STORED ROWS
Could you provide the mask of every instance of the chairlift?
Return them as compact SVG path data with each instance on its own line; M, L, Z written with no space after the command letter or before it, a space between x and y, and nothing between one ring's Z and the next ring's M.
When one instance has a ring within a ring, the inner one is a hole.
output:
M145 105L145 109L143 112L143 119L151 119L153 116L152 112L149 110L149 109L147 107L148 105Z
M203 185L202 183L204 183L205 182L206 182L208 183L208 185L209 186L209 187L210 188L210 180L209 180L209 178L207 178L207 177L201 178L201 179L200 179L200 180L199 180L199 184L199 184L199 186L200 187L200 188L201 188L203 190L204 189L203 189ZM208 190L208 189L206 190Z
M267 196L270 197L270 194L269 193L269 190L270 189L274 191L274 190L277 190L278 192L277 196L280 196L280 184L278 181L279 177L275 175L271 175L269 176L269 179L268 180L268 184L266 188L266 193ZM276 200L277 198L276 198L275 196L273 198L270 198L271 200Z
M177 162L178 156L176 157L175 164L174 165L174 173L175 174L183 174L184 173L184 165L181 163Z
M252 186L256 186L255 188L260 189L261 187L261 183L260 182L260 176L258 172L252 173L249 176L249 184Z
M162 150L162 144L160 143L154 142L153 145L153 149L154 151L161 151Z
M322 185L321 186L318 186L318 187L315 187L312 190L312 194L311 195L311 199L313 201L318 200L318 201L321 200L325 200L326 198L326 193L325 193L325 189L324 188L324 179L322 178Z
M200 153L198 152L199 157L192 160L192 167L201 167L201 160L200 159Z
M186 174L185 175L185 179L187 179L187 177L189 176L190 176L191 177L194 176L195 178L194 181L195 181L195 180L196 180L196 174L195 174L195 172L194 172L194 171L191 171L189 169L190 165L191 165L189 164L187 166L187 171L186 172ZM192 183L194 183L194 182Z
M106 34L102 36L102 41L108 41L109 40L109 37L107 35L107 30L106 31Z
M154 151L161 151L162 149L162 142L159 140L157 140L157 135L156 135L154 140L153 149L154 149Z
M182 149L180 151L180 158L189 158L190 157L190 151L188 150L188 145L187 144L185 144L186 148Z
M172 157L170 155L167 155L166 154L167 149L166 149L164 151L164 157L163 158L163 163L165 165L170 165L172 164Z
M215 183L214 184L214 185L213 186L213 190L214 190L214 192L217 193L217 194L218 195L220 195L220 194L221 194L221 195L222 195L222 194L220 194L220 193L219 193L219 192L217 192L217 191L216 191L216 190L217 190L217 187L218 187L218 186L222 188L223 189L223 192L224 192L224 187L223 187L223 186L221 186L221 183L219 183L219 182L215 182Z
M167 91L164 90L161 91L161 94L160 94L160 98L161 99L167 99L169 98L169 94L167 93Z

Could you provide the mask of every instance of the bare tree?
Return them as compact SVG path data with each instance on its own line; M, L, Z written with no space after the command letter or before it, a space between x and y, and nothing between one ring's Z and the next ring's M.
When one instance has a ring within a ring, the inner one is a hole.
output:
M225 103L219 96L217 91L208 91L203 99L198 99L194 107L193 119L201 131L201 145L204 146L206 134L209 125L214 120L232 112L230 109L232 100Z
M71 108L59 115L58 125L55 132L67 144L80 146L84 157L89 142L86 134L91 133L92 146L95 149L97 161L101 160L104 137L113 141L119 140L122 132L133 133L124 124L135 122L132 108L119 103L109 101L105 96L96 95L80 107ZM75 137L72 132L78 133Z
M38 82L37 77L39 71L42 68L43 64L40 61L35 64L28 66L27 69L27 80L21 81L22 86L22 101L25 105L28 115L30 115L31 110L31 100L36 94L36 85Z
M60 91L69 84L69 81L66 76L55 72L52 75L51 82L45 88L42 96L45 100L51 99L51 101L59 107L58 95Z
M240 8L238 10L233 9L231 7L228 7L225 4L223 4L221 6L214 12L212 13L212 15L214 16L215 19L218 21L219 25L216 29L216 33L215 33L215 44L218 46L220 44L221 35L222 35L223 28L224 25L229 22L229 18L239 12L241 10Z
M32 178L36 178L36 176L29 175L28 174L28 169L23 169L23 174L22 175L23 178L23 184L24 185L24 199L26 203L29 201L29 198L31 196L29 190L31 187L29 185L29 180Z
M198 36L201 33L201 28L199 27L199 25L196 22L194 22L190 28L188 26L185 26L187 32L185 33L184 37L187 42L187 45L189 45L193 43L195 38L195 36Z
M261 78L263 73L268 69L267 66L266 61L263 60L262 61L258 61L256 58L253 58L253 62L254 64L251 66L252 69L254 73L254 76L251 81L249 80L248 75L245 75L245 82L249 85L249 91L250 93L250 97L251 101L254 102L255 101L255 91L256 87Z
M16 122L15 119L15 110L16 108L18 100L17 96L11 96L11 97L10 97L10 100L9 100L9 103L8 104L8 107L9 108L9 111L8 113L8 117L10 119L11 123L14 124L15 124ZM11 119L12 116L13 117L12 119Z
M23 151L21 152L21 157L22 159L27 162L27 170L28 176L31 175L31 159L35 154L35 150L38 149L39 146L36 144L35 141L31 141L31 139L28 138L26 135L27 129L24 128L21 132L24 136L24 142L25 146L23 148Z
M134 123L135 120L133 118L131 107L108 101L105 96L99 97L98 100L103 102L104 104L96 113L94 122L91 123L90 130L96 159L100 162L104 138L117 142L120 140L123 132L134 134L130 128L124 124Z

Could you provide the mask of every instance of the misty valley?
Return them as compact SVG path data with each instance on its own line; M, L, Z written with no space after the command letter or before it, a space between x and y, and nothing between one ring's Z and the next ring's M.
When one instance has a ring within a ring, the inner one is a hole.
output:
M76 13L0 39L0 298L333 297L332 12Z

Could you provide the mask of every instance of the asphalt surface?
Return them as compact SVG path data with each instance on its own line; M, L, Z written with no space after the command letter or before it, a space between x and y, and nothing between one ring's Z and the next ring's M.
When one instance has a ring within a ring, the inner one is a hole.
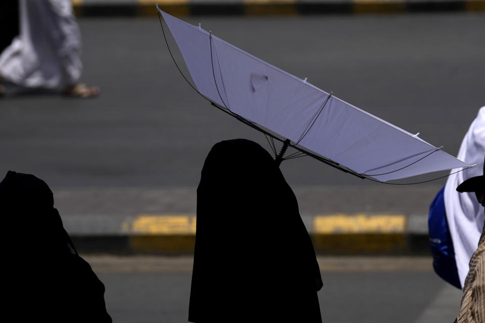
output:
M191 258L86 258L105 285L114 321L187 321ZM434 274L430 258L318 260L323 321L452 322L459 310L461 291Z
M483 18L453 13L187 20L454 154L485 104ZM100 86L101 96L3 99L0 173L34 174L60 188L194 187L215 142L244 137L269 148L262 135L216 111L185 84L157 19L79 23L82 79ZM282 169L294 187L387 189L310 157L285 162Z

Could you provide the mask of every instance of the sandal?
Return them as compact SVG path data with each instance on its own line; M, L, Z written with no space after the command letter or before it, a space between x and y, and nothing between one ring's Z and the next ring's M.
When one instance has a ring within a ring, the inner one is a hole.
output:
M100 89L96 86L87 86L84 83L78 83L75 85L66 87L62 94L71 97L94 97L99 95Z

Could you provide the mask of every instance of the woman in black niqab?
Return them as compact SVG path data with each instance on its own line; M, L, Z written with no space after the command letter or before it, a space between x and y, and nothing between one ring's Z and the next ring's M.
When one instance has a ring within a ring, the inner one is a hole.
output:
M14 322L102 322L105 287L78 254L35 176L10 171L0 182L4 226L3 315Z
M322 283L296 198L253 141L214 146L197 189L189 321L321 322Z

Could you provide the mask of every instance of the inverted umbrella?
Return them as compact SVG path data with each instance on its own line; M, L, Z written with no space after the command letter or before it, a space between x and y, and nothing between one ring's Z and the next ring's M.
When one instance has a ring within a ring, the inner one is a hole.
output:
M275 149L277 163L305 154L379 182L474 166L428 143L419 134L359 109L200 26L171 16L158 5L157 9L180 49L195 83L192 87L214 106L283 142L279 154ZM284 157L288 146L299 152Z

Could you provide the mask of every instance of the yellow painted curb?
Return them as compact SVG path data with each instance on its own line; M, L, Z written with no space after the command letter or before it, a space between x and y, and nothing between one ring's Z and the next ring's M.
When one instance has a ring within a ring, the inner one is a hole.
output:
M317 234L401 233L405 230L403 215L335 214L313 219L313 233Z
M192 214L141 214L131 223L135 234L190 235L196 234L196 217Z

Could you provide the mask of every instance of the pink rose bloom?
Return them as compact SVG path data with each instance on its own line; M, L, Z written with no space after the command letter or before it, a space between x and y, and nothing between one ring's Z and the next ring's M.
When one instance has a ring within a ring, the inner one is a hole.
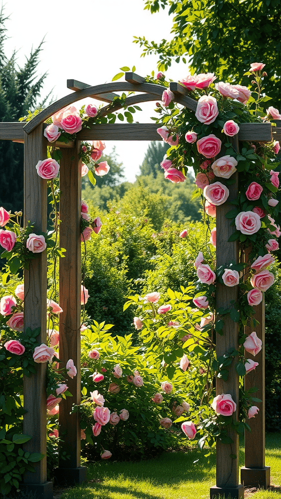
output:
M242 234L254 234L262 226L260 216L254 212L240 212L235 219L238 231Z
M172 421L170 418L162 418L162 419L160 420L160 425L162 428L168 430L172 425Z
M98 109L96 106L92 106L91 104L88 104L86 107L85 111L86 114L91 118L94 118L98 114Z
M22 355L26 348L20 341L18 340L10 340L4 343L4 346L8 352L14 353L16 355Z
M236 172L236 166L237 161L235 158L227 154L216 160L212 165L212 168L216 177L229 179Z
M60 165L56 160L52 158L38 161L36 166L37 173L42 179L50 180L58 177Z
M230 195L227 187L220 182L214 182L206 186L203 191L204 197L209 203L215 206L219 206L225 203Z
M254 418L254 416L258 414L260 409L258 407L256 406L252 406L248 411L248 418L250 419L251 418Z
M110 425L112 425L112 426L115 426L116 425L118 424L120 421L120 418L118 416L117 413L112 412L110 418L110 420L108 422Z
M6 251L11 251L16 241L16 235L12 231L0 229L0 245Z
M3 296L0 300L0 313L2 315L10 315L16 306L16 301L12 294Z
M163 381L161 383L161 389L163 390L165 393L170 393L172 390L172 383L169 383L168 381Z
M184 138L188 144L194 144L197 140L197 134L195 132L187 132Z
M184 421L182 424L181 428L190 440L193 440L196 435L196 428L194 423L192 421Z
M246 351L252 354L254 357L260 351L262 345L262 342L258 337L255 331L253 331L252 333L249 334L243 343L243 346Z
M42 253L47 247L44 236L30 234L26 241L26 248L32 253Z
M68 360L66 368L68 372L68 375L69 376L70 378L73 379L77 374L77 369L74 365L74 362L72 359L70 359L69 360Z
M208 265L202 263L197 269L199 280L203 284L212 284L216 280L216 274Z
M0 208L0 227L4 227L9 221L10 218L10 214L2 206Z
M262 300L262 293L260 289L251 289L247 293L248 303L251 307L254 305L258 305Z
M260 291L266 291L272 286L274 282L274 275L269 270L262 270L258 274L254 274L250 278L250 283L253 287L256 287Z
M49 142L55 142L60 135L58 127L56 125L48 125L44 130L44 136Z
M158 313L166 313L172 310L172 305L162 305L157 310Z
M226 286L232 287L239 284L239 274L237 270L232 270L231 268L225 268L222 275L222 279Z
M192 301L196 307L198 308L208 308L209 306L209 302L206 296L198 296L197 298L194 298Z
M154 293L148 293L144 297L144 299L151 303L156 303L160 299L160 293L154 291Z
M98 393L97 390L94 390L94 392L90 392L90 394L92 400L93 402L96 404L96 405L100 406L100 407L104 405L105 402L104 399L102 397L102 395L101 395Z
M186 371L190 365L190 361L188 359L185 353L184 354L182 357L180 361L180 367L182 371Z
M233 120L228 120L224 125L224 133L228 137L236 135L239 131L239 126Z
M24 330L24 312L14 313L6 322L7 326L14 331Z
M216 414L222 416L232 416L236 411L236 404L229 393L222 393L215 397L211 407Z
M98 166L96 167L94 173L98 177L103 177L104 175L106 175L106 173L108 173L110 168L107 161L101 161L100 163L98 163Z
M170 180L173 184L184 182L186 178L184 174L176 168L169 168L168 170L166 170L164 177L168 180Z
M54 348L50 348L44 343L42 343L40 346L36 346L33 352L33 359L34 362L44 363L51 361L54 355ZM55 404L54 405L56 404Z
M200 97L197 104L195 116L198 121L205 125L213 123L218 115L216 99L211 95Z
M110 418L110 411L108 407L96 407L94 411L94 419L99 425L104 426Z

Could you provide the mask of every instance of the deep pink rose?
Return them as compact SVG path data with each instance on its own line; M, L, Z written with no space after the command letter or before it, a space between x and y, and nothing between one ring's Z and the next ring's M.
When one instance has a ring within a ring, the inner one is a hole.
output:
M211 133L200 139L197 141L196 145L200 154L202 154L205 158L214 158L220 151L222 141Z

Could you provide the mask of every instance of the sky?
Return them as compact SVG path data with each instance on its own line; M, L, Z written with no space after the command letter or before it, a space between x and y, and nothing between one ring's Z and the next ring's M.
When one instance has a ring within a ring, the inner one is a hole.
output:
M38 46L44 38L38 74L48 73L42 96L52 91L55 100L72 93L66 87L68 79L91 85L109 83L124 66L136 66L136 72L141 76L156 72L157 56L141 57L142 48L132 43L134 36L157 42L171 36L172 17L162 9L153 15L144 10L144 0L58 0L50 3L3 0L3 5L10 18L6 22L9 37L6 55L16 50L17 61L22 65L32 47ZM186 65L174 63L166 74L167 78L178 81L188 73ZM140 107L146 110L138 120L151 122L154 103ZM108 142L106 154L114 145L126 179L134 182L148 143Z

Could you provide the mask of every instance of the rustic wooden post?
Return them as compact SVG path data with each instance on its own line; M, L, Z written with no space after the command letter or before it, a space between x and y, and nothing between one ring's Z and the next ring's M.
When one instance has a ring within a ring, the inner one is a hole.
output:
M47 181L38 175L36 165L46 157L46 141L39 125L24 138L24 224L34 224L35 233L45 232L47 222ZM46 343L46 253L31 260L24 271L24 330L40 327L37 341ZM46 459L46 364L38 364L36 373L24 377L24 433L32 439L24 444L26 451L40 452L44 457L33 466L35 473L27 472L22 488L33 491L40 499L52 498L52 482L47 482Z

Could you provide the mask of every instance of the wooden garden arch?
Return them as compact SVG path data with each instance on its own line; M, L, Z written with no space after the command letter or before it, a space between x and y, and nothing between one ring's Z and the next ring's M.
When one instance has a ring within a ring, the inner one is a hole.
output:
M45 120L62 107L85 97L92 97L106 102L112 102L118 91L140 92L127 98L128 105L161 99L165 87L147 83L144 78L132 73L126 73L126 81L90 86L75 80L68 80L68 87L74 92L52 103L30 121L0 123L0 140L24 143L24 221L34 225L34 231L45 232L47 223L46 181L37 174L35 165L46 157L47 141L43 135ZM188 97L186 89L177 83L170 84L175 95L175 101L195 111L196 102ZM100 111L101 115L120 109L106 106ZM281 125L281 122L278 123ZM73 380L68 380L72 397L62 400L60 406L60 434L64 442L60 452L70 456L68 461L60 459L56 478L60 483L72 485L80 483L86 479L86 468L80 466L80 427L78 414L70 415L73 403L80 401L80 219L81 205L81 178L78 167L78 151L82 140L162 140L154 124L114 124L94 125L77 134L76 142L65 144L59 141L56 145L60 148L60 183L61 191L60 206L60 246L66 250L66 257L60 262L60 304L64 312L60 315L60 357L64 363L72 358L78 368L78 374ZM272 132L271 124L244 123L240 125L236 146L240 141L270 141L272 133L274 138L281 139L281 128ZM220 179L220 181L222 181ZM229 200L237 195L238 182L230 189ZM238 242L228 242L233 229L226 224L224 215L230 209L228 203L217 207L216 249L217 265L226 261L238 261ZM41 332L39 343L46 341L46 252L32 260L28 270L24 272L24 329L34 329L38 326ZM238 290L217 284L217 307L225 306L236 299ZM264 342L264 302L254 307L260 321L256 329L258 336ZM238 346L238 325L230 318L224 319L224 335L218 335L217 355L223 355L230 348ZM258 404L258 417L249 421L252 433L245 436L245 467L242 471L242 481L248 486L266 488L270 483L270 470L264 462L264 349L256 356L258 368L246 377L246 388L257 386L262 403ZM232 363L234 364L234 363ZM24 433L32 437L24 444L26 451L46 453L46 364L36 365L36 373L24 382L24 407L28 411L24 419ZM217 380L218 393L230 393L238 400L238 378L234 366L230 367L228 380ZM238 410L236 411L236 414ZM238 456L238 436L230 432L234 441L230 446L218 442L216 446L216 484L210 489L210 497L218 492L228 494L232 498L244 497L244 486L239 484L238 460L230 455ZM24 476L24 488L36 492L40 499L52 499L52 483L47 482L46 460L34 464L35 473L28 472Z

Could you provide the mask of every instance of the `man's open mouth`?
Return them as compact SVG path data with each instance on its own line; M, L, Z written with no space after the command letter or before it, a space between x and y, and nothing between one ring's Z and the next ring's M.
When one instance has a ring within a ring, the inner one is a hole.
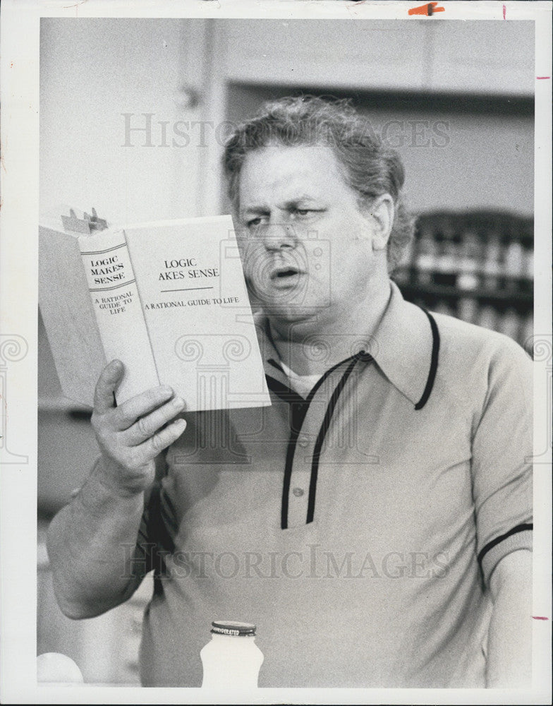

WORK TO DO
Identify every line of the material above that contains the string "pink" and copy each such line in full. Matching is case-sensitive.

TASK ANSWER
Could you provide the mask of every instance of the pink rose bloom?
Could you provide the mask of every instance of the deep pink rose?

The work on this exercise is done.